Reproduce the material below without changes, from the line with "Examine the provided image and draw a box around the large" to the line with "[0,282,50,528]", including both of those lines.

Raw records:
^^^^^^^^^^^^^^^^

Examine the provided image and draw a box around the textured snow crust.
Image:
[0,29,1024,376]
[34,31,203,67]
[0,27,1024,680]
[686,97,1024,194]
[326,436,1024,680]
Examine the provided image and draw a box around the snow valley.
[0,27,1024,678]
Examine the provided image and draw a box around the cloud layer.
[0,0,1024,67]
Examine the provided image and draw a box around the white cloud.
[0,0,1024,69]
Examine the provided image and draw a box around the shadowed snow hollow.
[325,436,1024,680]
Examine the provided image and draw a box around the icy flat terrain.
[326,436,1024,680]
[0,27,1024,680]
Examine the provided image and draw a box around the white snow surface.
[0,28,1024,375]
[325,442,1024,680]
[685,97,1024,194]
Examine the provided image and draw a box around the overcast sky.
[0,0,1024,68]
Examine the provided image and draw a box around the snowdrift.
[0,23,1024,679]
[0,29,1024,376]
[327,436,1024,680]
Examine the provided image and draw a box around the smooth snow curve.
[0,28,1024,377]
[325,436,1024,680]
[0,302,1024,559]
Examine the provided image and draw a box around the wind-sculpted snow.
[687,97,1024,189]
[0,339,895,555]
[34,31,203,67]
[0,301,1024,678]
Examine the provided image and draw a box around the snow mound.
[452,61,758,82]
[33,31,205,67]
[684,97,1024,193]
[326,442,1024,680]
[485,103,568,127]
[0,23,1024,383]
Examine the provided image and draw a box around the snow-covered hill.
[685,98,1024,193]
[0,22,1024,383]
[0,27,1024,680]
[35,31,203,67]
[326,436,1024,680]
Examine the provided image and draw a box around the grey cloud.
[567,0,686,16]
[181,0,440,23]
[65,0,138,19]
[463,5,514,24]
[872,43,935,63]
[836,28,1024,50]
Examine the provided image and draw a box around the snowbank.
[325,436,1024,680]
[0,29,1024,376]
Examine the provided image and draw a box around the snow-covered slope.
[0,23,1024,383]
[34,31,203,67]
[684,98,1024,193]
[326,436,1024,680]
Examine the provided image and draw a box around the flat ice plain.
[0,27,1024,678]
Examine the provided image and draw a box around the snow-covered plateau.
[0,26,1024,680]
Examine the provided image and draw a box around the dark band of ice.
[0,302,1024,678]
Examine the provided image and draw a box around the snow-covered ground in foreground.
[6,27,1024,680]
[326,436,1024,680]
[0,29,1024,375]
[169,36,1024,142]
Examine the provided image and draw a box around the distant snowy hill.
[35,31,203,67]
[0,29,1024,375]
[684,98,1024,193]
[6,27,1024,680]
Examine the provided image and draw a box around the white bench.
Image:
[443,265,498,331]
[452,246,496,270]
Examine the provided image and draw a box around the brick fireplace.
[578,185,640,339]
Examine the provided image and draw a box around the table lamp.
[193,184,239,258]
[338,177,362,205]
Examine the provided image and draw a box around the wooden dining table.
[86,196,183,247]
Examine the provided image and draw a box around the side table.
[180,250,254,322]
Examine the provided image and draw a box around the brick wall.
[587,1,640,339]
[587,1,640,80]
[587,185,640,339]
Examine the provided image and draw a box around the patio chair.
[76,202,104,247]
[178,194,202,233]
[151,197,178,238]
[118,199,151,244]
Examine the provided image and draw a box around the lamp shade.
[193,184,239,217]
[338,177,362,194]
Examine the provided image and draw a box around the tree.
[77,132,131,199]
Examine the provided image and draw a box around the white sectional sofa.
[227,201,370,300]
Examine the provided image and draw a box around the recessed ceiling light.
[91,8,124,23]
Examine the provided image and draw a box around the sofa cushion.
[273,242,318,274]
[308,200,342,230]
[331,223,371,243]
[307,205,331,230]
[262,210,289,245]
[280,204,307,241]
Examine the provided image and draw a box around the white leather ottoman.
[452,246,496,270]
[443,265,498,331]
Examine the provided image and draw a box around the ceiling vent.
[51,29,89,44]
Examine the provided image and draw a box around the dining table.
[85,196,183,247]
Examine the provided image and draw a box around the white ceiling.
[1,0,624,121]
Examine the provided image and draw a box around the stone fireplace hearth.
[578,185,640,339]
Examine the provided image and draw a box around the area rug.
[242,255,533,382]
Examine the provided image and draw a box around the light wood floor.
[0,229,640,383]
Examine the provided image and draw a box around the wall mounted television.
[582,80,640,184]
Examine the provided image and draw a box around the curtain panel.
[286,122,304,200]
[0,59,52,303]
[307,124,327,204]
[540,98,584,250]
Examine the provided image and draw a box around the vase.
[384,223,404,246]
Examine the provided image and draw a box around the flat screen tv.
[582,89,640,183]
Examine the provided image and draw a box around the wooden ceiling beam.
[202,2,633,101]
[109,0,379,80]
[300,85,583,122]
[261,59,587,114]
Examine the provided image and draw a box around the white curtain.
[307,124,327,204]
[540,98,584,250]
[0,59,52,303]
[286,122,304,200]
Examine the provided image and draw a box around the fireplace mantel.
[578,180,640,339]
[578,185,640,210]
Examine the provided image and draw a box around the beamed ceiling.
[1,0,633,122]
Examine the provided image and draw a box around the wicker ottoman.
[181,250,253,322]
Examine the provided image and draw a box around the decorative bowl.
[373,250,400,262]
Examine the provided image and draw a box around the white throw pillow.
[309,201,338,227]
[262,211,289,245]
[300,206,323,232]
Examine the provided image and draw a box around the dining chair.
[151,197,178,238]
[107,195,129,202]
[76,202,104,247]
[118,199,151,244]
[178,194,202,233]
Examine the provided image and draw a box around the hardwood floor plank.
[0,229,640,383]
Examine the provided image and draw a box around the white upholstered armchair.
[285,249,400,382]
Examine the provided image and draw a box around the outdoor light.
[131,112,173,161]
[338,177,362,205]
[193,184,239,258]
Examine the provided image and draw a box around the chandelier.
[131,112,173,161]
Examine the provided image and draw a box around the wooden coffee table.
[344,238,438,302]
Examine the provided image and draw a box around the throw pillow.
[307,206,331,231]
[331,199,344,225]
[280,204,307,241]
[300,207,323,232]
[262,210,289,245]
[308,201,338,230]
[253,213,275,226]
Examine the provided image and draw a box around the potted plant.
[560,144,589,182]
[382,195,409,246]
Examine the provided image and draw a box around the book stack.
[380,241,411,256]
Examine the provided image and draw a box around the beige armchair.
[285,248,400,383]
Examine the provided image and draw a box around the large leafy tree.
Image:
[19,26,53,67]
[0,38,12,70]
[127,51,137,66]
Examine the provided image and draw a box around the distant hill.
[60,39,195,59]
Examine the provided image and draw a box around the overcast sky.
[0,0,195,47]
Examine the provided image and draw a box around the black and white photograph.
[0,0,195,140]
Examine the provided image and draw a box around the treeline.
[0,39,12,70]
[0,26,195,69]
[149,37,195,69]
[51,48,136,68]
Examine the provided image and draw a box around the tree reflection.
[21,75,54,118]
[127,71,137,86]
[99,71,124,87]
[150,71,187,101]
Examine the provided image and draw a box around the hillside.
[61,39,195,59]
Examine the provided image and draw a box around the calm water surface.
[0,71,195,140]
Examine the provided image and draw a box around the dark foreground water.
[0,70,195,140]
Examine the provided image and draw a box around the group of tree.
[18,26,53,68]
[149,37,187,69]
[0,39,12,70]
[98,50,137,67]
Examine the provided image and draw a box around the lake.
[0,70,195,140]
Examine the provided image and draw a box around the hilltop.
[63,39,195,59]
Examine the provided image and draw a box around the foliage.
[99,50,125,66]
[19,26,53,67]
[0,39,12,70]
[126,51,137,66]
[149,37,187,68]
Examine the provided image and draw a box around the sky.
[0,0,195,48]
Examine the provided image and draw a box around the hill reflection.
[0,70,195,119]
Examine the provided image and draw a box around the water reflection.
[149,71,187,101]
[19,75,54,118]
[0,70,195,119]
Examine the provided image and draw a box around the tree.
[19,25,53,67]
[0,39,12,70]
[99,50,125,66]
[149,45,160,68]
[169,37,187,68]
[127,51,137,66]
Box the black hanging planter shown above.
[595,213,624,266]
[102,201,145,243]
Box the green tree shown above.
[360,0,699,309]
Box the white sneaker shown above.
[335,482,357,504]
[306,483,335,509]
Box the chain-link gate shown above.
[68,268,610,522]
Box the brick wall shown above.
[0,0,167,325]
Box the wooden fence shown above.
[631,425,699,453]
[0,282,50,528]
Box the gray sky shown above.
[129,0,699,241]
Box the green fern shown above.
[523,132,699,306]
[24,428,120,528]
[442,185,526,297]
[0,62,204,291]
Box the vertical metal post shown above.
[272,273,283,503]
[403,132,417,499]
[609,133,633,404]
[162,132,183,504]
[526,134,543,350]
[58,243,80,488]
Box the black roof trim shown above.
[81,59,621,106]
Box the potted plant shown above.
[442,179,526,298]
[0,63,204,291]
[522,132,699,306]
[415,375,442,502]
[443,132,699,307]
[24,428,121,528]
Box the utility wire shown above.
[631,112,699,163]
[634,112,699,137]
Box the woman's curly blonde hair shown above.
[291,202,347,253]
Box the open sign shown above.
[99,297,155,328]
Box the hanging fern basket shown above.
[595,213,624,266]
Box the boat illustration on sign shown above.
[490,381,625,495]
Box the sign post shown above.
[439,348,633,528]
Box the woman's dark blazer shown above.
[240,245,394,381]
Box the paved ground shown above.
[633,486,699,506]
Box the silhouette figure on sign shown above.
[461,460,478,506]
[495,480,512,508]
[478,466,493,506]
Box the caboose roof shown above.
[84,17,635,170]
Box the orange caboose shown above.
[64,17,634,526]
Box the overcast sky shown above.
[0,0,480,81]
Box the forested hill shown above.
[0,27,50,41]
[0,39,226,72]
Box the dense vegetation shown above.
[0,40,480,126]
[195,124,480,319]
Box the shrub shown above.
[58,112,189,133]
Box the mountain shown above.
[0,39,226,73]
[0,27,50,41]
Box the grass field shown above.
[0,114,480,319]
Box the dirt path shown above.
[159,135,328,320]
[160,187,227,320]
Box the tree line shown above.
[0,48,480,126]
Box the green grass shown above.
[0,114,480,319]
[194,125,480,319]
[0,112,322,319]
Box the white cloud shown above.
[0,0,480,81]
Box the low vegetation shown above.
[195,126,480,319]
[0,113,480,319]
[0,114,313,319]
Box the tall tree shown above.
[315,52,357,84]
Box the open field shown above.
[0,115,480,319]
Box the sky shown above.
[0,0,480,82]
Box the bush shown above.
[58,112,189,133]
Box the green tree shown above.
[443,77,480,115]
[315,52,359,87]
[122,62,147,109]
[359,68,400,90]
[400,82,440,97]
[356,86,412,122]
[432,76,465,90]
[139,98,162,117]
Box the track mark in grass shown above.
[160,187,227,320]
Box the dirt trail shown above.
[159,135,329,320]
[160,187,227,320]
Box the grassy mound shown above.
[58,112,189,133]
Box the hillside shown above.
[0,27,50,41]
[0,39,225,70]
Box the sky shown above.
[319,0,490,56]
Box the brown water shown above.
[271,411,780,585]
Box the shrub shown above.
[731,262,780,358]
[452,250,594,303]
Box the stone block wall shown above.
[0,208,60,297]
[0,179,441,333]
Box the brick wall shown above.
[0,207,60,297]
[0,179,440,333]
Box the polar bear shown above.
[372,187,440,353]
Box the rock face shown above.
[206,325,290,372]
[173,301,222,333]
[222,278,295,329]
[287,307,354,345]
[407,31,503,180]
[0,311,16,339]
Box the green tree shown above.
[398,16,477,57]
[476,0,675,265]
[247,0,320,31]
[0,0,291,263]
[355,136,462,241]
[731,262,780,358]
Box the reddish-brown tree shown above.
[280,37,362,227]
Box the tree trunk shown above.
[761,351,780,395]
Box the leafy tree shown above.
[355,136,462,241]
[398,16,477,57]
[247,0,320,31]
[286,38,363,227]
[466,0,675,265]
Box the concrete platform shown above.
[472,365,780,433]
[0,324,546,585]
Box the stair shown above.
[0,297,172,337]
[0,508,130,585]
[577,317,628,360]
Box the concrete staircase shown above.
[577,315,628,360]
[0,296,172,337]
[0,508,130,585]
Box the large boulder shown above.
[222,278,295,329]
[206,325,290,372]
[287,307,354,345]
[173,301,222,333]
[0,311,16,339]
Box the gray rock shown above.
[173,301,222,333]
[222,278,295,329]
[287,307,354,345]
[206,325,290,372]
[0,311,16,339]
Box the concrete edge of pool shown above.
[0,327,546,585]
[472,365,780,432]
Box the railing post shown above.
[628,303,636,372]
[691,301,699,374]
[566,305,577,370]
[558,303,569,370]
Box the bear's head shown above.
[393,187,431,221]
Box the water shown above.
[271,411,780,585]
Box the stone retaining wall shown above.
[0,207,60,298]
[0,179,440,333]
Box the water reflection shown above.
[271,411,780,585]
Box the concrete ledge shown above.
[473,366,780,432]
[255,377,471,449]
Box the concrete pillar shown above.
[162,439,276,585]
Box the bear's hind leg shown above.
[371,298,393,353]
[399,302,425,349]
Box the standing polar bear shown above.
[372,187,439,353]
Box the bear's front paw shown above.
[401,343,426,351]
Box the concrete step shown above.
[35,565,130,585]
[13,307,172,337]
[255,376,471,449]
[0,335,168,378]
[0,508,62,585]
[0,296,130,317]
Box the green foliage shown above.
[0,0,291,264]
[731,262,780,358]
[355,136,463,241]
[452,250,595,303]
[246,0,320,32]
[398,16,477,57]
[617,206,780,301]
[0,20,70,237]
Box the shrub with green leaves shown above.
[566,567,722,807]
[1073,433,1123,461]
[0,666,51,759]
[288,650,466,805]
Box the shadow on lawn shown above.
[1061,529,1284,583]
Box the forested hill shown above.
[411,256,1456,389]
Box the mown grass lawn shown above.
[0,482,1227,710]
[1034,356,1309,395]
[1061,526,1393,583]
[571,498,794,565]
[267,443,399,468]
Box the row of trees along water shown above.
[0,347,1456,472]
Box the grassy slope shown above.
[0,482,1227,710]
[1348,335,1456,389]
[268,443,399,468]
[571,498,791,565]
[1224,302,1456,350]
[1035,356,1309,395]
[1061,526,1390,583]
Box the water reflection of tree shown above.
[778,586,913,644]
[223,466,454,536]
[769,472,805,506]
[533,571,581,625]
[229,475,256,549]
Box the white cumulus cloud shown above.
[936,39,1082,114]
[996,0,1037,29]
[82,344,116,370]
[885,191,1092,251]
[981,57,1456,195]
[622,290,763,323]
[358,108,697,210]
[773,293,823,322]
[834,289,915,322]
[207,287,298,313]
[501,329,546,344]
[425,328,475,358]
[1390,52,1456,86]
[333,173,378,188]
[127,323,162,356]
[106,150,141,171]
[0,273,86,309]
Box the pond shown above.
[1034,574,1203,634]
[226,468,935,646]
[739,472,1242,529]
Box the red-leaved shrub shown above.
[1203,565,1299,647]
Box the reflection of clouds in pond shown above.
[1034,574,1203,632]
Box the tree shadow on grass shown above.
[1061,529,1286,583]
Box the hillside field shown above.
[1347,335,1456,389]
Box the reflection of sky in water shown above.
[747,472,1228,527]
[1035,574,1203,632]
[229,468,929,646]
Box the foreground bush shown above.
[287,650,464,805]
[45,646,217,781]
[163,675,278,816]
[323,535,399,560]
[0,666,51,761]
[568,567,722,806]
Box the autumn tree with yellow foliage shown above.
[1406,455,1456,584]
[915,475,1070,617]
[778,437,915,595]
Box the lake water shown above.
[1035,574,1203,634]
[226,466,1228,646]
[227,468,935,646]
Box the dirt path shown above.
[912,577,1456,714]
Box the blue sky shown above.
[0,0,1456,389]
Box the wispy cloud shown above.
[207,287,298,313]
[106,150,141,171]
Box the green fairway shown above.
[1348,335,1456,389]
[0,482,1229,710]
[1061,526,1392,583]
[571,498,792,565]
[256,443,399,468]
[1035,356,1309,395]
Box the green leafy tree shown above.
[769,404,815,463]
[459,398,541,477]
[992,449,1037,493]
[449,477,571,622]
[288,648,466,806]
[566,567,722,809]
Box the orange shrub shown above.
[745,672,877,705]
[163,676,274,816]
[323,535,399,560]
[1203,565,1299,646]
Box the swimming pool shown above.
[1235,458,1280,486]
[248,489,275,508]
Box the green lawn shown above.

^^^^^^^^^^^^^^^^

Answer to the exercise:
Examine the provided image and draw a box around the large leafy tree.
Image:
[19,26,53,67]
[0,38,12,70]
[127,51,137,66]
Examine the provided image and draw a box around the distant hill.
[60,39,195,59]
Examine the provided image and draw a box around the overcast sky.
[0,0,195,47]
Examine the provided image and draw a box around the black and white photograph.
[0,0,195,140]
Examine the provided image and draw a box around the treeline.
[0,39,12,70]
[0,26,195,69]
[149,37,195,69]
[51,48,136,68]
Examine the provided image and draw a box around the tree reflection.
[21,75,54,118]
[127,71,137,86]
[99,71,124,87]
[150,71,187,101]
Examine the provided image and draw a box around the hillside.
[61,39,195,59]
Examine the provided image and draw a box around the calm water surface.
[0,71,195,140]
Examine the provided image and draw a box around the dark foreground water.
[0,70,195,140]
Examine the provided image and draw a box around the group of tree.
[18,26,53,68]
[149,37,187,69]
[0,39,12,70]
[98,50,137,67]
Examine the provided image and draw a box around the lake.
[0,70,195,140]
Examine the provided image and draw a box around the hilltop.
[63,39,195,59]
Examine the provided image and draw a box around the foliage.
[99,50,125,66]
[19,26,53,67]
[0,39,12,70]
[126,51,137,66]
[149,37,187,68]
Examine the provided image and draw a box around the sky.
[0,0,195,48]
Examine the provided image and draw a box around the hill reflection.
[0,70,195,119]
Examine the provided image and draw a box around the water reflection.
[149,71,187,101]
[19,75,54,118]
[0,70,195,119]
Examine the provided image and draw a box around the tree.
[19,25,53,67]
[0,39,12,70]
[99,50,125,66]
[149,45,160,68]
[169,37,187,68]
[127,51,137,66]
Box the black hanging planter shown above.
[595,213,624,266]
[102,201,145,243]
Box the green tree shown above.
[360,0,699,309]
Box the white sneaker shown above.
[335,482,357,504]
[306,483,335,509]
Box the chain-link gate shown above.
[68,268,610,522]
Box the brick wall shown above.
[0,0,167,325]
Box the wooden fence shown above.
[631,425,699,453]
[0,282,50,528]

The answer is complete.